**Problem to work on:** Format every one of the records below as a numbered list, one line per item, with blank lines left out.

**Listed records:**
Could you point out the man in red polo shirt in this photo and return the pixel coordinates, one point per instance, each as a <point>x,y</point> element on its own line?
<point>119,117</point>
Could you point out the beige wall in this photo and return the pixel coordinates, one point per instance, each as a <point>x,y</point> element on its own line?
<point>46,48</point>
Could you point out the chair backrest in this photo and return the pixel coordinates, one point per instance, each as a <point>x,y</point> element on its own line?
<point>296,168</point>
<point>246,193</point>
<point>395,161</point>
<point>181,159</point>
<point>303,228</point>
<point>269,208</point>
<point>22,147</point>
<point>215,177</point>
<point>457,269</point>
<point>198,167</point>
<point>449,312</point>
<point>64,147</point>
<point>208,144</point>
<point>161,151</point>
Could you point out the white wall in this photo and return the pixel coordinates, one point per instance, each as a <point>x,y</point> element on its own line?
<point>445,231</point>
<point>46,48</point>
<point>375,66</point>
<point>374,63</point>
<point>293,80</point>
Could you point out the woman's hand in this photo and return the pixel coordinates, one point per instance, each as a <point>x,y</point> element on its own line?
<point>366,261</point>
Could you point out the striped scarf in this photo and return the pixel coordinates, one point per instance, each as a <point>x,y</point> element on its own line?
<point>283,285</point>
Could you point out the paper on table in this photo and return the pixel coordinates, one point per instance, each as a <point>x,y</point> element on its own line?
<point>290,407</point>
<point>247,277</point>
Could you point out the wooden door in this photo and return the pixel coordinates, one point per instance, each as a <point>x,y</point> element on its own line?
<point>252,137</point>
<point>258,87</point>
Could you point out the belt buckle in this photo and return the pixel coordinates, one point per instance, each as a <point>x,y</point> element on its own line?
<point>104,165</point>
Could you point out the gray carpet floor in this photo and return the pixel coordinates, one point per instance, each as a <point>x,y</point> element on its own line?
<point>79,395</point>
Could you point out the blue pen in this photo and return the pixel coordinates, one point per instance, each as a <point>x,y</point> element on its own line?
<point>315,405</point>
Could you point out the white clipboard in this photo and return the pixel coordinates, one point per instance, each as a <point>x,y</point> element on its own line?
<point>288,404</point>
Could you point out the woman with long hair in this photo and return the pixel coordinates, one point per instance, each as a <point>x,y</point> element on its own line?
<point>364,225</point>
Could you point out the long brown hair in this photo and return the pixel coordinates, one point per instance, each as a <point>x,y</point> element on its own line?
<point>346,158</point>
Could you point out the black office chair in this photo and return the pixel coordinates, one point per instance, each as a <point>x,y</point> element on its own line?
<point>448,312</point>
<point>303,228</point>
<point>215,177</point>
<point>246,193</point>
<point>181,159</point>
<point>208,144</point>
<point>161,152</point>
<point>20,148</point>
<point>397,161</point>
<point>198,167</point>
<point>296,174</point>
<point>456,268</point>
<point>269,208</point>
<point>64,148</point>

**Output of the exercise:**
1. Could you point out the man in red polo shirt in this photo and return the pixel coordinates, one point per instance, each as a <point>x,y</point> element on its own line?
2. <point>119,117</point>
3. Could you point out the beige wall in this photo and return the pixel coordinates, one point per instance, each as a <point>x,y</point> element on its own line?
4. <point>46,48</point>
5. Could you point out the chair backrest in this photo and return the pixel coordinates, one point per instance, each as a <point>x,y</point> element on its own line?
6. <point>296,168</point>
7. <point>246,193</point>
8. <point>395,161</point>
9. <point>181,159</point>
10. <point>303,228</point>
11. <point>269,208</point>
12. <point>22,147</point>
13. <point>215,177</point>
14. <point>457,269</point>
15. <point>198,167</point>
16. <point>449,312</point>
17. <point>64,147</point>
18. <point>208,144</point>
19. <point>161,151</point>
20. Could you point out the white wall in this photo and return the pixel coordinates, one point per instance, each as a <point>x,y</point> element on its own line?
21. <point>445,231</point>
22. <point>46,48</point>
23. <point>375,66</point>
24. <point>374,63</point>
25. <point>293,80</point>
26. Could you point out the woman's hand in this photo and return the pixel coordinates, one point per instance, each as a <point>x,y</point> element on its own line?
27. <point>366,261</point>
28. Could you point out the striped scarf in this photo and return the pixel coordinates, one point per instance, each as a <point>x,y</point> element on its own line?
29. <point>283,285</point>
30. Could you point out the paper on table in this photo and return the pixel coordinates, one point per instance, each as a <point>x,y</point> element on its own line?
31. <point>290,407</point>
32. <point>247,277</point>
33. Could you point out the wooden door in this photo and return the pixel coordinates, one point per instance, each as a <point>x,y</point> element on its own line?
34. <point>252,137</point>
35. <point>258,87</point>
36. Could you point out the belt buckle in this photo and return the pixel coordinates, one point per instance, each as a <point>x,y</point> element on its own line?
37. <point>104,165</point>
38. Could you point out the gray carpet floor in this photo and return the pixel coordinates, one point per instance, each as a <point>x,y</point> element on its own line?
39. <point>79,395</point>
40. Could you point out the blue pen in this photo and return the pixel coordinates, one point per instance, each as a <point>x,y</point> element on its own line?
41. <point>315,405</point>
42. Could you point out the white clipboard in this photo and return the pixel coordinates, one point per instance, each as a <point>x,y</point> element on its own line?
43. <point>288,404</point>
44. Could you point out the woman with long hair in this photo and return the pixel coordinates, one point per instance, each as a <point>x,y</point> element on its own line?
45. <point>364,225</point>
46. Could you point out the long brown hair in this photo and return the pixel coordinates, one point per instance, each as a <point>x,y</point> element on its own line?
47. <point>346,158</point>
48. Could you point out the black office chair in this photo and return the pixel coordinates, one point per instance, each as a <point>x,y</point> element on its own line?
49. <point>448,312</point>
50. <point>303,228</point>
51. <point>215,177</point>
52. <point>246,193</point>
53. <point>181,159</point>
54. <point>208,144</point>
55. <point>161,152</point>
56. <point>20,148</point>
57. <point>397,161</point>
58. <point>198,167</point>
59. <point>296,174</point>
60. <point>456,268</point>
61. <point>269,208</point>
62. <point>64,148</point>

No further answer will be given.